▶ **The task**
Every record below is to be copied exactly, with its images omitted.

** Supplied data follows **

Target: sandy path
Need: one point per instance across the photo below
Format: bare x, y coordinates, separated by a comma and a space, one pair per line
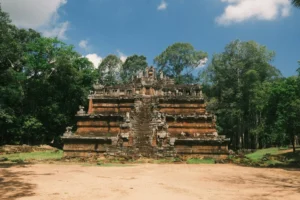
148, 181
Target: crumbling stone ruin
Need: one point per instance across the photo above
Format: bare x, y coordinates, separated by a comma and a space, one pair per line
149, 117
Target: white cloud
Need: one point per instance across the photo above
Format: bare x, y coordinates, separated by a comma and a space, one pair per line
238, 11
122, 56
84, 44
95, 59
37, 14
162, 6
59, 31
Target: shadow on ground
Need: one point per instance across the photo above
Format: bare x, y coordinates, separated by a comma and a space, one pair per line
12, 183
13, 186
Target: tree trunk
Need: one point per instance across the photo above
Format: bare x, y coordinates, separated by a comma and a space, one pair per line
294, 143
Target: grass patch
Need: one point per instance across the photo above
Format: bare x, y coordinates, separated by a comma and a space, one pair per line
200, 161
270, 157
259, 154
40, 155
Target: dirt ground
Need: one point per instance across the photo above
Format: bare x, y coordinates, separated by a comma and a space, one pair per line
147, 181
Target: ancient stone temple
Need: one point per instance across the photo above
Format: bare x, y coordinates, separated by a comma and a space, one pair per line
149, 117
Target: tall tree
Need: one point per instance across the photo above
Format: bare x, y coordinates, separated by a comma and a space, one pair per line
284, 111
109, 70
131, 66
179, 60
235, 76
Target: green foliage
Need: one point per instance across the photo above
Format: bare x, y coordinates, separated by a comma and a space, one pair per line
132, 65
179, 60
238, 81
42, 82
109, 70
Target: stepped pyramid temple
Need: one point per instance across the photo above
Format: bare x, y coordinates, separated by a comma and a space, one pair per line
149, 117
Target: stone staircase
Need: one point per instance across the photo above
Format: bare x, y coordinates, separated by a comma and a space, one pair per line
141, 126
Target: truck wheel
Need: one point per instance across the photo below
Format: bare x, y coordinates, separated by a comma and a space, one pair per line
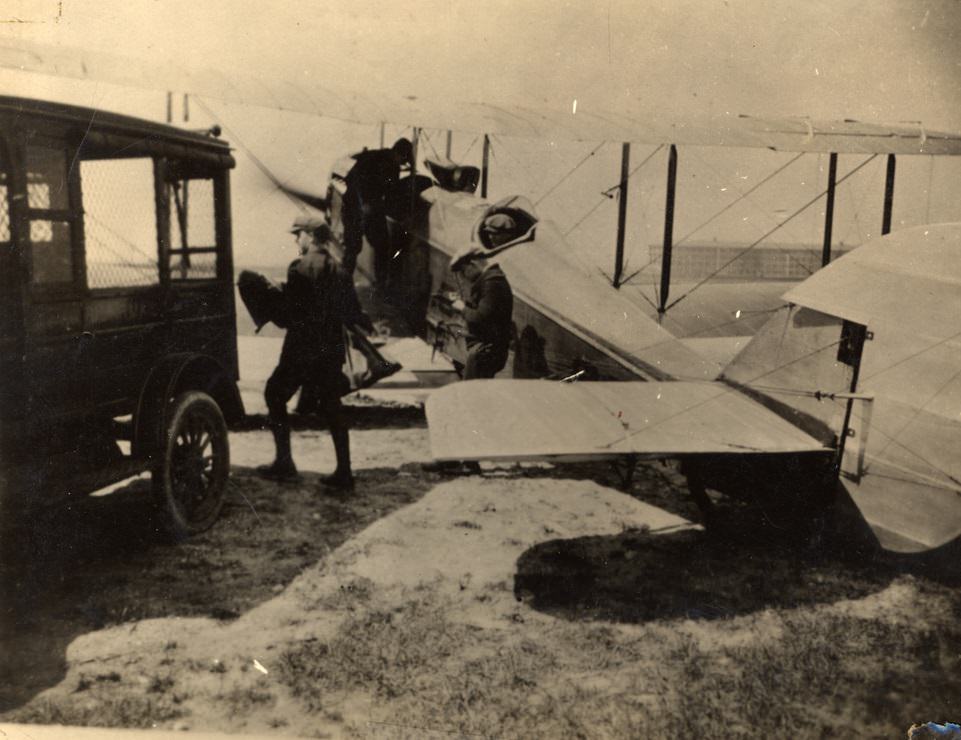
191, 475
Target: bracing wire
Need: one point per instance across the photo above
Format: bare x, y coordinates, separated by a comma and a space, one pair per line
743, 196
764, 236
574, 169
264, 170
605, 197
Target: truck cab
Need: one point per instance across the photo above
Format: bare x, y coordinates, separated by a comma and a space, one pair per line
118, 348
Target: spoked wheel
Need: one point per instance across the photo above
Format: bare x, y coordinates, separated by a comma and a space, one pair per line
191, 475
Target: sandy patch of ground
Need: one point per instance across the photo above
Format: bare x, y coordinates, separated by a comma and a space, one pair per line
527, 602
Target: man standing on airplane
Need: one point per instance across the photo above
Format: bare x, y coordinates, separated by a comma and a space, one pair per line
319, 299
487, 312
369, 183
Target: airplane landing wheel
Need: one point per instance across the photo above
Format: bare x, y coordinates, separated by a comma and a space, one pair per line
190, 479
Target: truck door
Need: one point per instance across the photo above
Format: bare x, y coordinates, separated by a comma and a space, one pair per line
56, 355
10, 305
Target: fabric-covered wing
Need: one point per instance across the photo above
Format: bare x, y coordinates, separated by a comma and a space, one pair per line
309, 96
539, 420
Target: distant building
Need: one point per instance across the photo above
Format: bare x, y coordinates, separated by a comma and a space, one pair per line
692, 262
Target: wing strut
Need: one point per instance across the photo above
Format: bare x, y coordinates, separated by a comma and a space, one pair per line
888, 196
829, 209
485, 165
622, 214
668, 230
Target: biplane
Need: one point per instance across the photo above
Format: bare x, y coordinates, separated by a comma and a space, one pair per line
852, 381
849, 388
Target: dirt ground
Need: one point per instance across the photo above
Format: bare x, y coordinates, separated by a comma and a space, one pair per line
523, 602
528, 601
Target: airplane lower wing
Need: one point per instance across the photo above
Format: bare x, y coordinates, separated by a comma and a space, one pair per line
515, 420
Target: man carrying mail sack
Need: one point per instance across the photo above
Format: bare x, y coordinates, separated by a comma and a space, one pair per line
319, 308
487, 312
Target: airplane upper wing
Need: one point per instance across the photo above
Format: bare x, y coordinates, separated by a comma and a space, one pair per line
542, 420
306, 95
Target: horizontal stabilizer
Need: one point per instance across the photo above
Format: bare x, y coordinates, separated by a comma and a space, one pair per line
544, 420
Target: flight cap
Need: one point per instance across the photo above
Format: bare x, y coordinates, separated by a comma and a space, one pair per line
463, 256
309, 224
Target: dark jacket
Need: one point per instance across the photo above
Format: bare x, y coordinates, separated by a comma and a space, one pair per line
320, 300
372, 177
488, 310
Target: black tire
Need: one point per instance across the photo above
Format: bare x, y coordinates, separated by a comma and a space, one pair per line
190, 478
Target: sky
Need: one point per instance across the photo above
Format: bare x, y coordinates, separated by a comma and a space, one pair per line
873, 60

** End of Supplied data **

▶ **Answer**
Target: sandy path
Need: one point per instance across the photo below
Format: bare x, y coordinates, separated by a comma and a space, one pair per line
148, 181
Target: crumbling stone ruin
Need: one point per instance across the photo above
Format: bare x, y coordinates, separated by a comma and a space, one pair per line
149, 117
Target: white cloud
Need: one point per instance across the photo above
Format: bare x, y coordinates, separated by a comma and a space, one pair per line
238, 11
122, 56
84, 44
95, 59
37, 14
162, 6
59, 31
Target: shadow on ground
Need: one point per instance across the photo above
Format: bare x, y coordinates, separated by a comma and a space, one pair per line
12, 183
13, 186
Target: tree trunk
Need: one point per instance across the photo above
Format: bare x, y coordinates, separated by a comma and a space, one pair per line
294, 143
Target: grass patch
Need: one point per instance across the photo above
Format: bare x, y coordinates, separated by a comma and a space, one pair per line
200, 161
270, 157
259, 154
40, 155
Target: dirt ground
Need: one point per instance across the photo above
Format: bare x, y coordinates, separated by a comma and a space, one pair per line
147, 181
Target: ancient stone temple
Need: one point per instance across the photo above
Format: bare x, y coordinates, separated by a comma and a space, one pair per line
149, 117
Target: tall tree
Need: one point per instance across the photo above
Format: bare x, y coordinates, separated by a comma and a space, one pair per line
284, 111
109, 70
131, 66
179, 60
235, 76
Target: green foliage
Need: one point per instance across the photo above
Format: bare x, y coordinates, separated by a comma and a space, one pair per line
132, 65
179, 60
238, 81
42, 82
109, 70
Target: stepped pyramid temple
Need: one point per instance across the photo above
Format: bare x, y coordinates, separated by a comma and a space, one pair per line
149, 117
Target: stone staircase
Need: one point per instance across the photo above
Format: bare x, y coordinates, separated by a comma and a space, one pair per line
141, 126
Target: truck wheel
Need: one point per instance across the photo below
Format: bare x, y coordinates, separated by a comma and a space, one pair per line
191, 475
Target: bracing wire
Need: one point per instance across the photo above
Format: bare x, y coordinates, separated by a comma and a space, one pair per line
743, 196
764, 236
574, 169
264, 170
605, 197
Target: truck cab
Need: one point per instance across the photo above
Format: bare x, y coordinates, separated by a comma and a space, one pair per line
118, 348
Target: spoked wheel
Need: one point per instance across the photo above
Format: bare x, y coordinates, separated by a comma and a space, one pair per line
191, 475
Target: sandy patch of ground
Need: one point per instance across the photo above
Format: bare x, y coordinates, separated by a comma and a space, one pair per line
527, 602
Target: man standing on airplane
Need: one point per instance across the photo above
Format: bare x, y coordinates, separated by a comma and a space, one pair per line
319, 299
487, 312
369, 183
Target: airplane landing wheel
Need: one point per instance across the photo above
Format: bare x, y coordinates, separated by a comma and a space, one pair per line
190, 479
Target: truck door
Need: one point per instance across the photo above
Format: bare x, y coordinates, separated by a comma and a space, one pair per line
56, 355
10, 305
Target: fabric-covered wing
Need: one point per instance across the photo above
Format: bare x, y coordinates, separated by a comma and a space, one pair per line
309, 96
539, 420
Target: distant building
Need: one point per instance across the photo above
Format: bare x, y coordinates, separated by a comma and a space, one pair per line
692, 262
Target: wing strut
Need: one point per instance across the photo above
Format: bare x, y coordinates, separated by a comma and a space, one pair per line
888, 196
829, 209
485, 165
622, 214
668, 230
Target: biplane
Need: one point per instance across the photo above
Format: bare x, y coordinates, separated by a comma and a space, one pair per line
852, 381
849, 388
Target: dirt ground
Need: one point per instance across the photo above
Format: bare x, y coordinates, separated by a comma and a space, one pair per line
523, 602
528, 601
Target: airplane lower wing
Need: one point per instance across the photo above
Format: bare x, y coordinates, separated by a comma and a space, one pair per line
515, 420
Target: man carrying mail sack
Need: one point per instance across the photo above
Format: bare x, y coordinates, separated by a comma and a space, one pair per line
319, 308
487, 312
Target: airplane upper wing
Need: one point per instance across the photo above
Format: bare x, y coordinates, separated by a comma and a space, one pair per line
542, 420
306, 95
Target: horizontal stabilizer
Need: one point per instance across the photo above
Format: bare x, y coordinates, separated by a comma and a space, one pair per line
544, 420
Target: flight cap
Need: one point per instance across the photo above
Format: bare x, y coordinates, separated by a comma and a space, one pair per line
463, 256
309, 224
Target: dark jacket
Need: one point per instance across the photo above
Format: bare x, y coordinates, separated by a comma and a space, one pair per line
320, 300
372, 177
488, 310
Target: black tire
Need: one point per instance across the photo above
Format: bare x, y coordinates, separated by a comma and a space, one pair per line
190, 478
Target: sky
Need: one point per instance across the photo above
Format: bare x, y coordinates, separated by a comma and a space, one pair per line
873, 60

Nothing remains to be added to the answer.